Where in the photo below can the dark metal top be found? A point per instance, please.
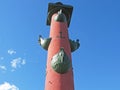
(55, 7)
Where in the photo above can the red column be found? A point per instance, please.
(59, 35)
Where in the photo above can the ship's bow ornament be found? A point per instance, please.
(61, 62)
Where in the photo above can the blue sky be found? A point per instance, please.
(96, 63)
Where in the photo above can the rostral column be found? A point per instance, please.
(59, 72)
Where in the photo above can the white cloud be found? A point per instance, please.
(11, 51)
(18, 62)
(8, 86)
(1, 58)
(3, 67)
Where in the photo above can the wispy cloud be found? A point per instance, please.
(3, 67)
(1, 58)
(8, 86)
(11, 51)
(17, 62)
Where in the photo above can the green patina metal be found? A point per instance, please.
(74, 45)
(61, 62)
(60, 17)
(44, 42)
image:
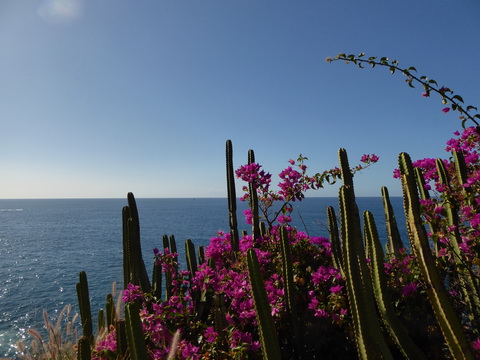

> **What you will do**: How many lines of the entries above contain the word "instance", treating uppercase and lowercase letters as different? Reply with the number alone.

> **Solved problem**: 8